Photo-based referring expression data:
== Segment start ==

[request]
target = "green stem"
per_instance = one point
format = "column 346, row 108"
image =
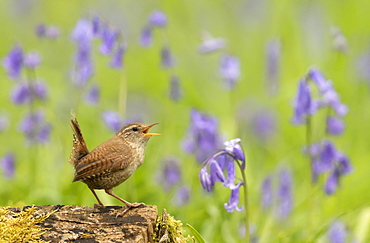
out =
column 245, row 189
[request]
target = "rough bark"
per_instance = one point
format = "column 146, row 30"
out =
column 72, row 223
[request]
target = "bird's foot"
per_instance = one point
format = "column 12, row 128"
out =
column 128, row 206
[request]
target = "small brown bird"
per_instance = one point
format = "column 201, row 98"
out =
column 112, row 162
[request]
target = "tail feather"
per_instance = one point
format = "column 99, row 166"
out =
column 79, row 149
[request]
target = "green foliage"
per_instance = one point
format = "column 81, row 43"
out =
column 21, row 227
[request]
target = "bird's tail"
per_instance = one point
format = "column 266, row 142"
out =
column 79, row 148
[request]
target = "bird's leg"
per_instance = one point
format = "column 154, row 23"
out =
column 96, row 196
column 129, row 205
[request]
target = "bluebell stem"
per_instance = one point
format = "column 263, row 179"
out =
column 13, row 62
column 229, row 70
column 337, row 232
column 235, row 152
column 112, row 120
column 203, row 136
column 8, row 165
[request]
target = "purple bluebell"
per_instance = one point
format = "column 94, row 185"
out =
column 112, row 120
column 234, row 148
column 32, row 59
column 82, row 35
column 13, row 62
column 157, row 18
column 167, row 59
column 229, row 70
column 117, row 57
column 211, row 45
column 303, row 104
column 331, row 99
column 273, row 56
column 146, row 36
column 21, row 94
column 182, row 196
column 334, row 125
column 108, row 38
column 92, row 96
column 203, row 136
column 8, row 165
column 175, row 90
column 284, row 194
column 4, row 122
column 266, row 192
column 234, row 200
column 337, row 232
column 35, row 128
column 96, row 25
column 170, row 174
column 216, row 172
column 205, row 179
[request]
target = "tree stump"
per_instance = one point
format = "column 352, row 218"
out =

== Segment end ==
== Segment start ==

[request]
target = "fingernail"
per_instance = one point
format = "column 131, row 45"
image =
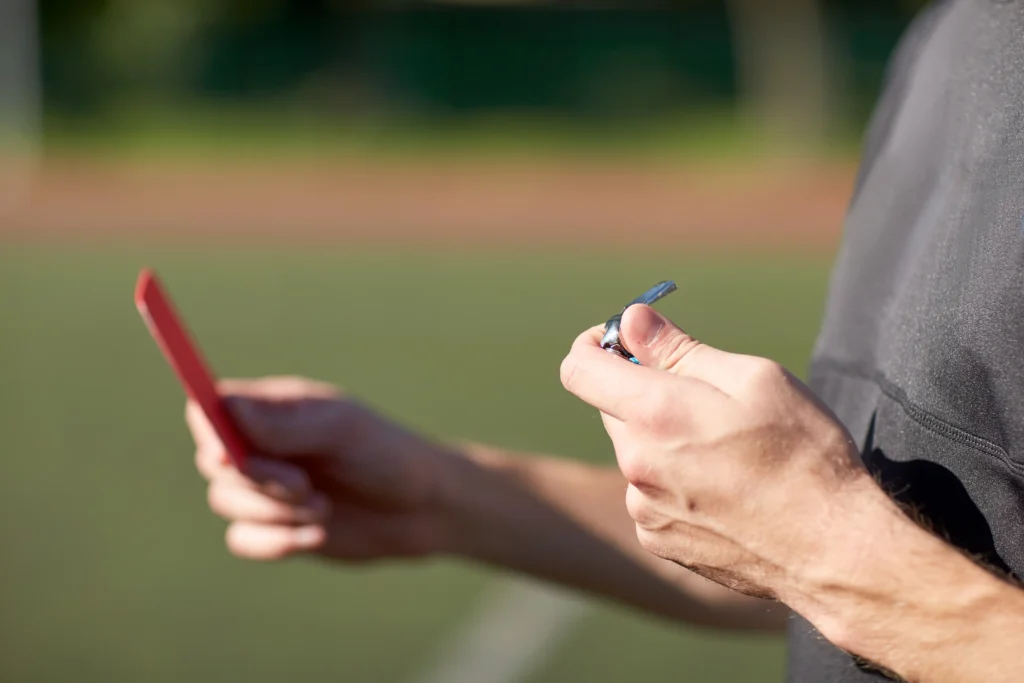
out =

== Segment end ==

▸ Work task: Return only the lines of the records in which the string "green" appears.

▸ Result of this exercise:
target = "green stem"
target = "green foliage"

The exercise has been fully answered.